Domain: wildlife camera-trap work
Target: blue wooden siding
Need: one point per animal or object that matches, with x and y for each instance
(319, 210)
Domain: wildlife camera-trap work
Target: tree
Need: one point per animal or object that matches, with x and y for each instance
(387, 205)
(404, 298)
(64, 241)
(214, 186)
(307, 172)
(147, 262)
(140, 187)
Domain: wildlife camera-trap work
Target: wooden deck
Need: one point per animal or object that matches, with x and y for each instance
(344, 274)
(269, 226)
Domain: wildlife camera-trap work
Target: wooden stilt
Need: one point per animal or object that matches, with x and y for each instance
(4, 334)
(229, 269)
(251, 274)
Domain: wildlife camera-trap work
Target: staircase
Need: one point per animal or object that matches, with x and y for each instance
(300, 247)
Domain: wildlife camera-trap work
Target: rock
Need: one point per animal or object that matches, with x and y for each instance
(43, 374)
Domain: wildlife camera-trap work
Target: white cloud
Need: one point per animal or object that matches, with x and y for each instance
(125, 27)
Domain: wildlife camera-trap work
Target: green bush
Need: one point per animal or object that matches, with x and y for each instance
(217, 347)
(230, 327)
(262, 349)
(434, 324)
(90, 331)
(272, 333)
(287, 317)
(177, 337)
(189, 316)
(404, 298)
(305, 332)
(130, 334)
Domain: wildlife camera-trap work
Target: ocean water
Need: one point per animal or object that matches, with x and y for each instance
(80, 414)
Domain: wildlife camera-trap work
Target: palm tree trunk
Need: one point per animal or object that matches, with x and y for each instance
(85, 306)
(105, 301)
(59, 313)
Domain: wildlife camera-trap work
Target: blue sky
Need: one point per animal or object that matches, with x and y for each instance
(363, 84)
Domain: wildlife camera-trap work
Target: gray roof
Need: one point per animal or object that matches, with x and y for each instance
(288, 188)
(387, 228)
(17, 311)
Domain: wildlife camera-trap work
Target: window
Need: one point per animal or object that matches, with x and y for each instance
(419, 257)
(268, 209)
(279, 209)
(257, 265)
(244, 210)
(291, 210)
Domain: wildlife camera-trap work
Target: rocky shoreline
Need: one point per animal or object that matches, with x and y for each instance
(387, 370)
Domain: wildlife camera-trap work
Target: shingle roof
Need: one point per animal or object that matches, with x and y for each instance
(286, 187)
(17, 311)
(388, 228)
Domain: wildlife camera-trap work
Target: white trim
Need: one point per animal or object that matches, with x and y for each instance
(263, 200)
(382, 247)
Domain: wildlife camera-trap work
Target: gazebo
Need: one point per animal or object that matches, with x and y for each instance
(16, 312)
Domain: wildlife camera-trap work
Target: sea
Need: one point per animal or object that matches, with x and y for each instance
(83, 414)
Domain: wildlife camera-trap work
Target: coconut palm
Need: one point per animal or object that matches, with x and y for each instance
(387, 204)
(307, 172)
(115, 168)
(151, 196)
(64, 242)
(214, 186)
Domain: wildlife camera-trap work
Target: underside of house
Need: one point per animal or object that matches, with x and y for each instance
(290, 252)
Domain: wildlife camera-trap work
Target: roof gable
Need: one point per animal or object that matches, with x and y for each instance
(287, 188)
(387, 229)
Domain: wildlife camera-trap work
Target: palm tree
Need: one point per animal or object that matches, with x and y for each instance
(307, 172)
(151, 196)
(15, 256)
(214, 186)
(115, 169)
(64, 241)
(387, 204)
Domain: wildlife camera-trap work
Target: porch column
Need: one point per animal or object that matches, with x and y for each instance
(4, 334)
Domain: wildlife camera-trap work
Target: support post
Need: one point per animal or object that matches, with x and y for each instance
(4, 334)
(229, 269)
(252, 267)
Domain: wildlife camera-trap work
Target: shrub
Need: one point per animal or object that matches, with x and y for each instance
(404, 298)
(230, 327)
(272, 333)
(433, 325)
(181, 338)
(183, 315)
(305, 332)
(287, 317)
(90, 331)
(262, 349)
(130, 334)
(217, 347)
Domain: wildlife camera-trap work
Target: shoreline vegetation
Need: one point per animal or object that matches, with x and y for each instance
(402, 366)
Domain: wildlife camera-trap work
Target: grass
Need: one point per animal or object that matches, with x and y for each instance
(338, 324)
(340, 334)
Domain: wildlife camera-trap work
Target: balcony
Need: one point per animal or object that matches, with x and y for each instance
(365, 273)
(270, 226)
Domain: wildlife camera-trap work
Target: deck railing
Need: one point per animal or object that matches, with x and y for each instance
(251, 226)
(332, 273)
----------
## [WHAT THIS TASK INVOLVES]
Reproduce the data in full, exactly as presented.

## [OUTPUT BELOW]
Domain: wildlife camera-trap work
Target: blue wooden siding
Need: one point per animal or object that matches, with x and y for each instance
(319, 210)
Domain: wildlife camera-trap work
Target: tree
Need: one point per animal or object that matches, with x and y for each instance
(387, 205)
(404, 298)
(64, 241)
(214, 186)
(307, 172)
(147, 262)
(140, 187)
Domain: wildlife camera-trap work
Target: wooden deck
Need: one point per animal or object that matches, with x and y for each instance
(344, 274)
(269, 226)
Domain: wildlife camera-trap work
Target: wooden stilt
Need: one point per animal or object that matches, with x and y for each instance
(4, 334)
(229, 269)
(251, 274)
Domain: wildlife camera-trap work
Target: staircase
Need: one point per animal or object that matches, with x and y for each instance
(300, 247)
Domain: wildlife camera-trap work
Target: rock
Need: one point per animal or object that matches, with x and y for each instance
(43, 374)
Domain: wildlife camera-trap work
Target: white cloud
Need: one point per animal or object that matches, with x and y for each instance
(125, 27)
Domain: wildlife camera-trap work
Target: green bush
Need: one point per animal or object that matches, with x and y for each instance
(217, 347)
(230, 327)
(262, 349)
(434, 324)
(90, 331)
(272, 333)
(287, 317)
(177, 337)
(189, 316)
(404, 298)
(305, 332)
(130, 334)
Domain: wildlife camera-trap work
Target: ocean water
Need: one point per animal or object that matches, with x and y for each instance
(80, 414)
Domain: wildlife camera-trap work
Target: palm tree trunk
Need: one point per animal or object that matches, with x and y for each instance
(85, 306)
(105, 301)
(59, 313)
Domain: wildlife camera-trap work
Target: blue sky
Need: one point per animal or object that matches, with x and y for each instance
(363, 84)
Domain: wildlife camera-trap work
Target: gray roof
Need: one point per animal or object that matches, with x and y for each instance
(288, 188)
(387, 228)
(17, 311)
Domain: wildlife camera-trap work
Target: window
Need: one point per animal or object that matches, with x and y for each instance
(419, 257)
(268, 209)
(279, 209)
(257, 265)
(244, 210)
(291, 210)
Domain: wildlife camera-trap work
Target: rocky shoreline
Need: one point per animal or object that matches, with x and y for each instance
(387, 370)
Domain: wildlife camera-trap work
Target: shingle roof
Need: one point per animal or object that matches, with x and y for each instance
(286, 187)
(17, 311)
(388, 228)
Domain: wildlife camera-trap work
Target: white trim
Need: one point per animal or object that matches, with x and y for each instance
(263, 200)
(382, 247)
Domain: wildlife camera-trap work
Target: gazebo
Need: one point per animal or object that matches, with x and y for each instance
(16, 312)
Domain: wildlife camera-trap work
Target: sea
Need: one point per animal or object that matches, with x and y for each instance
(83, 414)
Domain: wildlife camera-trap work
Target: coconut palm
Need: one point per animal or object that matches, with x and y for each instance
(387, 204)
(307, 172)
(115, 168)
(151, 196)
(64, 242)
(214, 186)
Domain: wildlife camera-trap work
Target: underside of house
Need: one point per animal or object that matches, with x and y for each instance
(290, 252)
Domain: wildlife camera-trap work
Target: roof gable
Need: one point per animal or object that matches, with x and y for each instance
(287, 188)
(387, 229)
Domain: wildlife camera-trap work
Target: palm tree
Need: one point per animal or object that matches, with x and y for each instance
(307, 172)
(151, 196)
(15, 256)
(214, 186)
(115, 169)
(64, 241)
(387, 204)
Domain: wildlife camera-trap work
Target: porch column
Need: one point per animal or object that matches, with x and y for each instance
(4, 334)
Domain: wildlife camera-trap work
Target: support post
Need: one point per animal or object that matches, with x and y for each instance
(4, 334)
(229, 269)
(252, 267)
Domain: wildlife camera-trap work
Target: shrub
Need: one point per animal or object that matches, with x and y for each instance
(404, 298)
(230, 327)
(272, 333)
(433, 325)
(181, 338)
(183, 315)
(305, 332)
(287, 317)
(90, 331)
(262, 349)
(130, 334)
(217, 347)
Domain: wildlife camera-trap work
Target: shoreline vegetation
Need: one point per animal or object that matches, with x and y for each instance
(402, 366)
Domain: wildlife camera-trap work
Target: grass
Need: one point per animal or object that matches, with x and y for each instance
(338, 324)
(340, 334)
Domain: wildlife camera-trap work
Target: balcony
Need: one point per animal or object that matches, with x and y for each instance
(365, 273)
(270, 226)
Domain: wildlife camera-trap work
Target: deck railing
Need: one point per animal or object that matches, with x and y for each instance
(251, 226)
(332, 273)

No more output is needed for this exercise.